> [Stated task 1] In the laser welding text, what wavelength range is preferred for the laser beam?

> [Text block]
-*-*-
The method can be carried out using a laser beam source suitable for welding copper and aluminum. Such a laser beam source is particularly suitable for welding electrodes and/or current conductors of electrode foils to an electrical conductor.

The laser beam can preferably have a wavelength in the range of 450-1100 nm. Various different materials can be welded with a laser beam having such a wavelength. In particular, copper or aluminum can be welded.

The laser beam source can have an average power in the range of 300-5000 W.

Furthermore, the laser beam source can be operated in continuous wave mode or in pulsed mode or in modulated mode. The operating mode can be selected depending on the components to be welded. A modulated operating mode in this case is to be understood as meaning welding with temporal or spatial modulation. Spatial modulation describes a movement of the laser beam on the surface of the material to be welded, for example in the form of wobble welding. A temporal modulation can be characterized by the fact that the power of the laser has a sinusoidal profile, which has an advantageous effect on the movement of the melt pool.

In order to not only spot weld the foils, it is advantageous if the laser beam is moved along the end face during the welding process. The laser beam can be moved in different directions in order to achieve the best possible connection between the foils.

For example, the laser beam can be moved in a straight line at least in portions over the end face. However, it is also conceivable that the laser beam is moved at least in portions in an oscillating manner over the end face. As a result, a sinusoidal or meandering welded seam can be produced, for example. A circular shape is also possible. It is also conceivable to use the laser beam to create a stitch seam. In principle, it is conceivable that the laser beam is moved over the end face in such a way that the welded seam assumes any given geometry, in particular a prespecified one.
-*-*-
> [Exercise inputs]
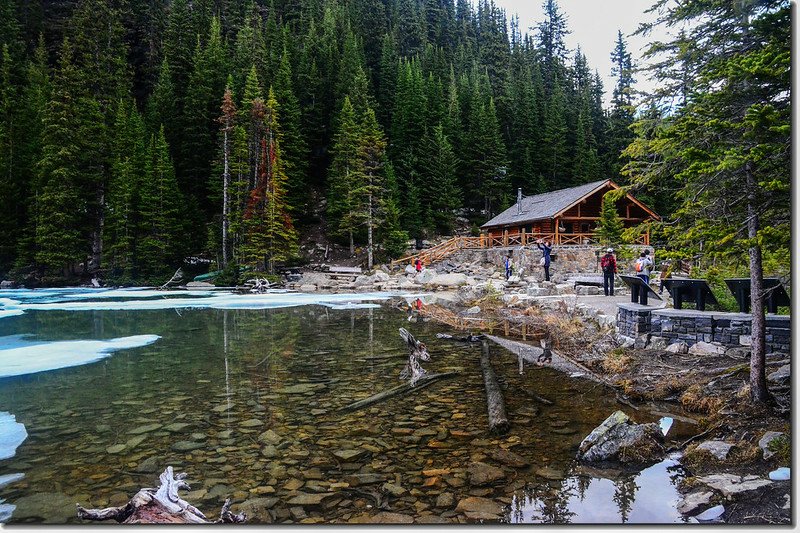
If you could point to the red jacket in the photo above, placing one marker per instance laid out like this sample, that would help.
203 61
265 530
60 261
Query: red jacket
609 260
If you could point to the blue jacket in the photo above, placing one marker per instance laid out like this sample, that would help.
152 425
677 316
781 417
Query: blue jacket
545 252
-*-*-
> [Stated task 2] Rewrite the records from the line with "If you could point to the blue" through the end of the records, replacing "blue" with "green" and leaving everything else unchanged.

> [Complete response 1] 450-1100 nm

> [Complete response 2]
If you could point to the green jacket in the photo above, placing one marker per instance laid out like this sample, that would help.
152 425
677 316
781 417
Query: green jacket
545 252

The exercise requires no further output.